- _DOCUMENT EXCERPT_:
Tamara Klink is a Brazilian sailor and writer. At the age of 24, she became the youngest Brazilian to cross the Atlantic Ocean navigating solo.

Biography 
Tamara is a daughter of Marina Bandeira Klink and Amyr Klink, a photographer and a sailor, respectively. Since her childhood, she had the opportunity to sail with her parents. In 2010, she published the book "Férias na Antártica" (Vacations in Antarctica) with her sisters Laura and Marina Helena. The book is the result of a series of trips to Antarctica made by her family. This book has been included in the curriculum of many Brazilian schools.

Tamara has a master's degree in architecture from the École Supérieure d’Architecture, of Nantes. In 2020, when she was 23 years old, she finished her first solo sailing trip, crossing the North Sea between Ålesund, Norway and Dunkirk, France, on board of the Sardinha sailboat.

Between August and November 2021, she crossed the Atlantic Ocean sailing solo. She departed from France and arrived in Recife, Brazil. With that fact, she became the youngest Brazilian women to cross the Atlantic navigating solo.

- _SOURCE MATERIAL_:
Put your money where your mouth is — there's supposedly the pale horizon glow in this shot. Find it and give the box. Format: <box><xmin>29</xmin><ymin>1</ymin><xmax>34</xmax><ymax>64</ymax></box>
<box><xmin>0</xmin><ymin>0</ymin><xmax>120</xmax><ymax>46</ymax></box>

- _WORK INSTRUCTIONS_: Reproduce the passage of the Tamara Klink text above word for word, from "Tamara Klink is" to "many Brazilian schools.".

- _SOLUTION BELOW_:
Tamara Klink is a Brazilian sailor and writer. At the age of 24, she became the youngest Brazilian to cross the Atlantic Ocean navigating solo.

Biography 
Tamara is a daughter of Marina Bandeira Klink and Amyr Klink, a photographer and a sailor, respectively. Since her childhood, she had the opportunity to sail with her parents. In 2010, she published the book "Férias na Antártica" (Vacations in Antarctica) with her sisters Laura and Marina Helena. The book is the result of a series of trips to Antarctica made by her family. This book has been included in the curriculum of many Brazilian schools.